◆ Exercise aim: Continue the news report on Mariah Carey denying she had a nervous breakdown, picking up after its final sentence.

◆ Excerpt:
▬▬▬▬▬▬▬▬▬▬

Pop diva Mariah Carey today denied she suffered a nervous breakdown last year, insisting all she needed was more sleep.
The singer also said it was “absolutely not true” that she tried to kill herself in July 2001, following critical reviews of her film, Glitter.
“I’m far too much of a spiritual person to do that,” the 32-year-old told US TV show Dateline NBC.
“I would never get to that point. That’s God’s choice when it’s time for me to go.”
She said it was wrong to describe her stay in a hospital as the result of a nervous breakdown.
“Because a nervous breakdown, you know, you don’t recover from so quickly. All I needed was, like, five hours sleep.”
Carey’s career nose-dived last year when the movie Glitter, and her album of the same name, both flopped.
She spent two weeks at Silver Hill, an exclusive Connecticut hospital that specialises in mental illness and addiction.

▬▬▬▬▬▬▬▬▬▬

◆ Information provided:
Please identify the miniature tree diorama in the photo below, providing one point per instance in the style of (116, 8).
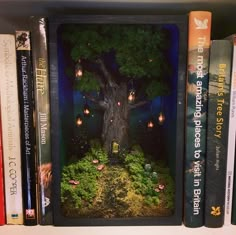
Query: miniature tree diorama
(120, 76)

▬▬▬▬▬▬▬▬▬▬

◆ Task result:
Carey said: “At a certain point I said: ’You know what? Forget this. Forget this whole career at this moment, because it’s too much for me. I’m overly tired. I can’t do it as a human being.’
“I was, like, ’You know what, it’s time for me to deal with myself as a regular person.”’
Carey, who has sold more records than any woman in history, received a multi-million dollar pay-off from EMI earlier this year after the record company dropped her.
She is now relaunching her career with new album Charmbracelet, which is released on Universal’s Island Def Jam label.